**EXERCISE INSTRUCTIONS:** Quote the full listing word for word.

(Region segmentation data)
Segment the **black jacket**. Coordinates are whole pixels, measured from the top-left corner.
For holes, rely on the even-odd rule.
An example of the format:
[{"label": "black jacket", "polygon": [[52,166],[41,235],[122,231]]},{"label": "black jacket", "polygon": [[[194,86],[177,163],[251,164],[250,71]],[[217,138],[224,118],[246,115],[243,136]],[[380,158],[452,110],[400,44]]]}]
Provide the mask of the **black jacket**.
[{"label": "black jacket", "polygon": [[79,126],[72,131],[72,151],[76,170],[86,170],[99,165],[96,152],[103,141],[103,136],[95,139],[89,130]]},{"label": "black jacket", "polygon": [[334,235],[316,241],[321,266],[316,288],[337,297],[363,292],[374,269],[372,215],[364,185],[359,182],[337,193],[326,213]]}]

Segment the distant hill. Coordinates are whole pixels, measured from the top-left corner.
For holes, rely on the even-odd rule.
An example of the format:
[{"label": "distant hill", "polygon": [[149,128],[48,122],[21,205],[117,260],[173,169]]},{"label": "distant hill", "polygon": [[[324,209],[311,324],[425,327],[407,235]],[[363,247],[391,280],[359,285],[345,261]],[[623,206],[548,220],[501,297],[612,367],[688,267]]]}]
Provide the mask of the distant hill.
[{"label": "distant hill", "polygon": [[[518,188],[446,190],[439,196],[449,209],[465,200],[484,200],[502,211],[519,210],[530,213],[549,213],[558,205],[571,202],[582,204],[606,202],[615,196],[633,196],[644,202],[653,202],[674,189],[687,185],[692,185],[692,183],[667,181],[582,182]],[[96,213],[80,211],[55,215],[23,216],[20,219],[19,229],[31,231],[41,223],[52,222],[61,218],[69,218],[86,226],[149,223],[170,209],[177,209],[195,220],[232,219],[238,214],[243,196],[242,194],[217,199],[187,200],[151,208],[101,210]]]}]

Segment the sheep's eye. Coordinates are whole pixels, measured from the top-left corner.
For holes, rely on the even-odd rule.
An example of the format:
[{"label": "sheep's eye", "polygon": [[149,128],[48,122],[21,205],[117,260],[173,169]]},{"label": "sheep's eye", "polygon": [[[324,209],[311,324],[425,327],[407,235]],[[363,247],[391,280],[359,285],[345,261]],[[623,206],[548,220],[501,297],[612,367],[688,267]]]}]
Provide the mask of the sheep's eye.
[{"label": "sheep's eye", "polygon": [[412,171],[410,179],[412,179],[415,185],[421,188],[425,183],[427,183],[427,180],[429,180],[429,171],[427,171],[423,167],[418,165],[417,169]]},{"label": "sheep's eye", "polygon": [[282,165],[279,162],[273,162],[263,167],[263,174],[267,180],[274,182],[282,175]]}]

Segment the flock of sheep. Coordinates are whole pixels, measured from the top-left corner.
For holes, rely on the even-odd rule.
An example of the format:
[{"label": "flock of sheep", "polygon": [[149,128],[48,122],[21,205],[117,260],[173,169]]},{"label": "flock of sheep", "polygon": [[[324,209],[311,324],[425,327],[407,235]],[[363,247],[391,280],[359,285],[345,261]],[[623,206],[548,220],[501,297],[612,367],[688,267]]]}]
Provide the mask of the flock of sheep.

**RESULT OF THE EXERCISE:**
Segment the **black jacket**. Coordinates are whole pixels, measured from the top-left corner.
For holes, rely on the even-odd rule.
An example of the format:
[{"label": "black jacket", "polygon": [[52,166],[41,235],[122,231]]},{"label": "black jacket", "polygon": [[[194,86],[177,163],[251,164],[250,71]],[[217,138],[224,118],[246,115],[243,136]],[[380,158],[452,110],[400,44]]]}]
Provide the mask of the **black jacket**.
[{"label": "black jacket", "polygon": [[79,126],[72,131],[72,151],[76,170],[86,170],[99,165],[96,152],[103,141],[103,136],[95,139],[89,130]]},{"label": "black jacket", "polygon": [[334,235],[316,241],[321,266],[316,288],[337,297],[363,292],[374,269],[372,215],[364,185],[359,182],[337,193],[326,213]]}]

Segment the distant hill. Coordinates are whole pixels, measured from the top-left corner.
For holes, rely on the even-odd rule.
An example of the format:
[{"label": "distant hill", "polygon": [[149,128],[48,122],[21,205],[117,260],[173,169]]},{"label": "distant hill", "polygon": [[[324,209],[311,324],[425,327],[407,235]],[[363,247],[391,280],[359,285],[345,261]],[[623,206],[548,220],[501,297],[612,367],[688,267]]]}]
Provide the mask of the distant hill.
[{"label": "distant hill", "polygon": [[[518,188],[446,190],[439,196],[449,209],[465,200],[484,200],[502,211],[519,210],[530,213],[549,213],[558,205],[571,202],[582,204],[606,202],[615,196],[633,196],[644,202],[653,202],[674,189],[687,185],[692,185],[692,183],[667,181],[582,182]],[[96,213],[80,211],[55,215],[23,216],[20,219],[19,229],[31,231],[41,223],[52,222],[61,218],[69,218],[86,226],[149,223],[170,209],[177,209],[195,220],[232,219],[238,214],[243,196],[242,194],[217,199],[187,200],[151,208],[101,210]]]}]

Segment the sheep's eye. Coordinates are whole pixels, measured from the top-left corner.
For holes, rely on the even-odd rule.
An example of the format:
[{"label": "sheep's eye", "polygon": [[149,128],[48,122],[21,205],[117,260],[173,169]]},{"label": "sheep's eye", "polygon": [[[324,209],[311,324],[425,327],[407,235]],[[363,247],[391,280],[359,285],[345,261]],[[623,206],[548,220],[501,297],[612,367],[688,267]]]}]
Provide the mask of the sheep's eye.
[{"label": "sheep's eye", "polygon": [[412,171],[410,179],[412,179],[415,185],[421,188],[425,183],[427,183],[427,180],[429,180],[429,171],[427,171],[423,167],[418,165],[417,169]]},{"label": "sheep's eye", "polygon": [[282,165],[279,162],[273,162],[263,167],[263,174],[267,180],[274,182],[282,175]]}]

Segment the flock of sheep. Coordinates are whole pixels, measured from the top-left corner.
For holes, rely on the even-odd rule.
An example of the format:
[{"label": "flock of sheep", "polygon": [[149,128],[48,122],[21,205],[117,260],[173,169]]},{"label": "flock of sheep", "polygon": [[[324,209],[311,324],[425,327],[407,235]],[[363,247],[391,280],[359,285],[345,261]],[[623,206],[548,220],[501,297],[612,367],[688,267]]]}]
Provide the mask of the flock of sheep.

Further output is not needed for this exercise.